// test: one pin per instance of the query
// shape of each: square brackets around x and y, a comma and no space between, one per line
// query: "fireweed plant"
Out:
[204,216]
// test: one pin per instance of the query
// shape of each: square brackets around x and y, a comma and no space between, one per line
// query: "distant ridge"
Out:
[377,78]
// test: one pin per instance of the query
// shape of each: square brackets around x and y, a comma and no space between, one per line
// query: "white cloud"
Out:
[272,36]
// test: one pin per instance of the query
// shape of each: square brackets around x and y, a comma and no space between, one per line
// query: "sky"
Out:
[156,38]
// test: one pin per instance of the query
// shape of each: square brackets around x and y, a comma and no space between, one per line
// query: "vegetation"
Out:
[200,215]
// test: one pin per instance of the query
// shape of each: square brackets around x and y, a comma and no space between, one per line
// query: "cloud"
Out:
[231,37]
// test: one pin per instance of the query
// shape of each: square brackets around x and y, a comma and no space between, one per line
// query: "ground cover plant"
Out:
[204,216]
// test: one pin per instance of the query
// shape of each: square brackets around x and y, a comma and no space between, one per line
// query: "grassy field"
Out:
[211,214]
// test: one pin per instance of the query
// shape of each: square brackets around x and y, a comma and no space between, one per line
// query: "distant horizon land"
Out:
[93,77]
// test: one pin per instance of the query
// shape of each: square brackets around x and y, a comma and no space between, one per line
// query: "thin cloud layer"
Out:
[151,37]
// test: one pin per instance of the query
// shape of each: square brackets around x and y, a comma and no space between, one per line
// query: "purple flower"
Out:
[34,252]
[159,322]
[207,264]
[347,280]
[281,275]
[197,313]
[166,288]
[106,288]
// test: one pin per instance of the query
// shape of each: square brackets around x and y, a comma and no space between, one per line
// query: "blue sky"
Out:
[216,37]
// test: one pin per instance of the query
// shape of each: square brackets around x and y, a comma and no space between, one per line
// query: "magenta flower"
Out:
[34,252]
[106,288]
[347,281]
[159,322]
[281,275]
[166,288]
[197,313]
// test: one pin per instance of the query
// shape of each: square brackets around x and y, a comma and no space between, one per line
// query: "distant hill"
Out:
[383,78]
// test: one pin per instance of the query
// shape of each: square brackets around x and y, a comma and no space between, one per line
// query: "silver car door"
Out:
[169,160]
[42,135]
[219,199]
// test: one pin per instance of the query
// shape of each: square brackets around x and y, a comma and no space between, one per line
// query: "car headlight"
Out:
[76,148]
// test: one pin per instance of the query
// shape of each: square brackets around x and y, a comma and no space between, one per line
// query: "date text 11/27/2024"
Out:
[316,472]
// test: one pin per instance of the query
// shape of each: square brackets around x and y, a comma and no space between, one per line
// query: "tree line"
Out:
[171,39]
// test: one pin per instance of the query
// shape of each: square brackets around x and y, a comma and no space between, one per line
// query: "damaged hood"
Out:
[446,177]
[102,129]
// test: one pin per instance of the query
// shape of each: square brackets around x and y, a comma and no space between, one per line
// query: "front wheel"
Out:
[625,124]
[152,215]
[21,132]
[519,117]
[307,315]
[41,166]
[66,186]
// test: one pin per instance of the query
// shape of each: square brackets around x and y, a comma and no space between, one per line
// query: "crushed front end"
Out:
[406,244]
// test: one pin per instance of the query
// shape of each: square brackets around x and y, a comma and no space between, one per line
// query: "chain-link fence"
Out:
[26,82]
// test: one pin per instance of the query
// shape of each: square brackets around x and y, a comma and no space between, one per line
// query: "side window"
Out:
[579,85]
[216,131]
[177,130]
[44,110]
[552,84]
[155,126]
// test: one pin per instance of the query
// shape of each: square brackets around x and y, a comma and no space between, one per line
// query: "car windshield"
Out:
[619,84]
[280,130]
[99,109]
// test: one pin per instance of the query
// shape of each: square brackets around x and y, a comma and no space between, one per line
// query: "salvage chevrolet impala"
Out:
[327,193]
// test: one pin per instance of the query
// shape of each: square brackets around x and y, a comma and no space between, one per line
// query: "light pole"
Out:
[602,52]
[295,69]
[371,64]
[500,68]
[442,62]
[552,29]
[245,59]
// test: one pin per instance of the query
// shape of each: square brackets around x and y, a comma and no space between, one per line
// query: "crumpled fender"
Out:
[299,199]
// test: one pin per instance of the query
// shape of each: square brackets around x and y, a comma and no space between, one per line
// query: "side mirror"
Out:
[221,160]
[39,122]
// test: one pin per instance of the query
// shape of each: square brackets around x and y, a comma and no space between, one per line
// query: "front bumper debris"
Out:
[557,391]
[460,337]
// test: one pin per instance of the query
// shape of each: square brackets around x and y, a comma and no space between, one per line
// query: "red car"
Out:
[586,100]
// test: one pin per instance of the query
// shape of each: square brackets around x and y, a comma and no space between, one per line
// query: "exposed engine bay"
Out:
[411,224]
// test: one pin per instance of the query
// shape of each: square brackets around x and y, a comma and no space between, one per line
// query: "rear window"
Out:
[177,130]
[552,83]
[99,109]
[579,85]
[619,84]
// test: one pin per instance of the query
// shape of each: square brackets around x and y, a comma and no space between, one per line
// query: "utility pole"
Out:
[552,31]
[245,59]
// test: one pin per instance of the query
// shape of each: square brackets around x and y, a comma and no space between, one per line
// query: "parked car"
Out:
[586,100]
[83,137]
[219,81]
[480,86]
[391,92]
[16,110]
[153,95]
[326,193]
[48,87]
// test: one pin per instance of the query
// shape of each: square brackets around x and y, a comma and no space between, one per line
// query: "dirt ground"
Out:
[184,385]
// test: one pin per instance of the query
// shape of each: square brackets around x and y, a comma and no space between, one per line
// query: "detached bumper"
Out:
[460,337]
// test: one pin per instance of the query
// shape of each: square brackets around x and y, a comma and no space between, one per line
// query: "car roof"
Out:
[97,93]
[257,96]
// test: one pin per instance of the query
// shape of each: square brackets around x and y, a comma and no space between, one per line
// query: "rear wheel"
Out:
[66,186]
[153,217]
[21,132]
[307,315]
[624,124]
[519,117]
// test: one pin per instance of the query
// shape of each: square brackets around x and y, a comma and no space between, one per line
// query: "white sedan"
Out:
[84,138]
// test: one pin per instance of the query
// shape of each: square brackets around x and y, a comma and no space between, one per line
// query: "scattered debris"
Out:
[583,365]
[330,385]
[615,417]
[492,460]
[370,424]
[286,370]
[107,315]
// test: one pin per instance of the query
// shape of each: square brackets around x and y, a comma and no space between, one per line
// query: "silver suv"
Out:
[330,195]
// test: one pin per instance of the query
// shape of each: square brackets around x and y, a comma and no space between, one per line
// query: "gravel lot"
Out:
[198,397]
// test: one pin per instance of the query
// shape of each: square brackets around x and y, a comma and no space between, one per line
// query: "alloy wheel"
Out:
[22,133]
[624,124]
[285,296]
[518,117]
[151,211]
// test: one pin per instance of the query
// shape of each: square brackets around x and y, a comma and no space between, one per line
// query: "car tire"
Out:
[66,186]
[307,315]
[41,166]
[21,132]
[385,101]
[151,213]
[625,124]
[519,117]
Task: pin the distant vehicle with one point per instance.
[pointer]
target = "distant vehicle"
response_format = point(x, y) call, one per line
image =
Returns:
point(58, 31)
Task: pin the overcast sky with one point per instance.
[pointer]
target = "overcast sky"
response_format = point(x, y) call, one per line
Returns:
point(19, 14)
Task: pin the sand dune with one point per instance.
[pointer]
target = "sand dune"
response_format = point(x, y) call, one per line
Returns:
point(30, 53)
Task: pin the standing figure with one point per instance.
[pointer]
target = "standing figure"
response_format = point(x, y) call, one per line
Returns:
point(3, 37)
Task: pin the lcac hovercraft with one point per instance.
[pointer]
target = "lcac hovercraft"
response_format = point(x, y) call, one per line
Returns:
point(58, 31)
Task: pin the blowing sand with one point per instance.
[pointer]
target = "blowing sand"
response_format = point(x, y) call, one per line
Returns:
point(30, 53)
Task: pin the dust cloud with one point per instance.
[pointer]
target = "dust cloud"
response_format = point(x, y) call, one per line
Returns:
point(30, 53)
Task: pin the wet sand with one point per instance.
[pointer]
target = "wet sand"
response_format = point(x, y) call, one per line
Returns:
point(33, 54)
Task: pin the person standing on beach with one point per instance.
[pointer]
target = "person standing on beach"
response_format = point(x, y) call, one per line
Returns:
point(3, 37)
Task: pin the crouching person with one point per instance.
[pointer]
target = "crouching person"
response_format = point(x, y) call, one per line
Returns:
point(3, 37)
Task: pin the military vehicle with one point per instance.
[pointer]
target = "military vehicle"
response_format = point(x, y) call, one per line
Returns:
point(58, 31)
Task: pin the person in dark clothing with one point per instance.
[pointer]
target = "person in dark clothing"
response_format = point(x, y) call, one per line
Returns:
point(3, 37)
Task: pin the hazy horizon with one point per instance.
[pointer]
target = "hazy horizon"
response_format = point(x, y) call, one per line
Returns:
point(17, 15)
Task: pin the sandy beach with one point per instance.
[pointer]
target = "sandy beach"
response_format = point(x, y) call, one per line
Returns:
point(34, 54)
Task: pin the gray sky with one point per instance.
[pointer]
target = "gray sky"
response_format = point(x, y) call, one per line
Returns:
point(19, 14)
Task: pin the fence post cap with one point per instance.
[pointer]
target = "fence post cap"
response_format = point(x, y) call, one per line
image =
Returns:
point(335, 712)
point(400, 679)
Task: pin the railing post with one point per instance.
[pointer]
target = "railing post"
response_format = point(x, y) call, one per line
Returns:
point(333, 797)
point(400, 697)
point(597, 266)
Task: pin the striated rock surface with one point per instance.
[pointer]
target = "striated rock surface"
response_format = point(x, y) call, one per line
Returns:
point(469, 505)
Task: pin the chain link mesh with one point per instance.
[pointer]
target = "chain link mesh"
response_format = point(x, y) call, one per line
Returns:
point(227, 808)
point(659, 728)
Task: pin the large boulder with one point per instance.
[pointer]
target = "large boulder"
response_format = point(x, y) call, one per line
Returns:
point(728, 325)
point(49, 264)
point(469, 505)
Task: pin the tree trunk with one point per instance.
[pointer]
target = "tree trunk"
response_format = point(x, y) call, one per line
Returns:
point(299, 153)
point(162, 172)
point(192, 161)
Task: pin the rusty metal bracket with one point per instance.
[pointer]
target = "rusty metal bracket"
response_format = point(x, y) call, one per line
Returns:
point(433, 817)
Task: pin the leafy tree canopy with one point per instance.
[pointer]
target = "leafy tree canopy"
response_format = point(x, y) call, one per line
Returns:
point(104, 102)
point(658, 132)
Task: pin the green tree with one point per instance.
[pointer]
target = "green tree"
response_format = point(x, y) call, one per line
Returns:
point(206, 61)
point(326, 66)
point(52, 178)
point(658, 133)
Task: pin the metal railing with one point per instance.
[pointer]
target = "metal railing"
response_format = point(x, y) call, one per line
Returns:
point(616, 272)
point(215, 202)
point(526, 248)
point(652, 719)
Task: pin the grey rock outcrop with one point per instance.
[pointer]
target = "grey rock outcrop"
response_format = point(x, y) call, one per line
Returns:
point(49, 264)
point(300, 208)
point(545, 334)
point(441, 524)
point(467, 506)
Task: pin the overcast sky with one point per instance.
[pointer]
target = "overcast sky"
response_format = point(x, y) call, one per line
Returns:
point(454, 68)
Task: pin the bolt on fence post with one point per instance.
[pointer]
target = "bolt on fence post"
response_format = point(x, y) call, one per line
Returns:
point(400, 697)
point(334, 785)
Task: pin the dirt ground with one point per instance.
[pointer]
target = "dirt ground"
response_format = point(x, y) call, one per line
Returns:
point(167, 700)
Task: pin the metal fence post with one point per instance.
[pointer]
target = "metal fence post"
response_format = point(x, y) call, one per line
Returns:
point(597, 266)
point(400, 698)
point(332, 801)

# DIRECTION
Beginning at the line that holds "Task: pin the green", write out word for word each line through the end of the records.

# REPLY
Task: pin the green tree with one point per instance.
[pointer]
target = "green tree"
response_format = point(x, y) call, one per line
Returns:
point(206, 61)
point(326, 66)
point(52, 178)
point(658, 133)
Task: pin the metal railing with one point per instance.
[pointer]
target = "metal railing"
response_format = point(x, y) call, one per line
Returns:
point(616, 272)
point(215, 202)
point(526, 248)
point(652, 719)
Task: pin the grey rock outcrop with one point per instance.
[pointer]
target = "grey rock outcrop"
response_format = point(x, y) call, one per line
Returns:
point(49, 264)
point(300, 208)
point(545, 334)
point(441, 524)
point(467, 506)
Task: pin the overcast sky with one point per instance.
[pointer]
target = "overcast sky"
response_format = point(x, y) call, one per line
Returns:
point(454, 68)
Task: pin the bolt on fence post with one point per instance.
[pointer]
target = "bolt on fence post"
response_format = point(x, y) call, one per line
Returns:
point(400, 697)
point(334, 785)
Task: pin the dirt ground with one point per instance.
[pointer]
target = "dirt ground"
response_format = point(x, y) call, one per line
Returns:
point(167, 700)
Task: pin the metal fence post with one point per instance.
[pointer]
target = "metal fence post"
response_format = point(x, y) call, one per line
Returns:
point(597, 266)
point(400, 698)
point(332, 801)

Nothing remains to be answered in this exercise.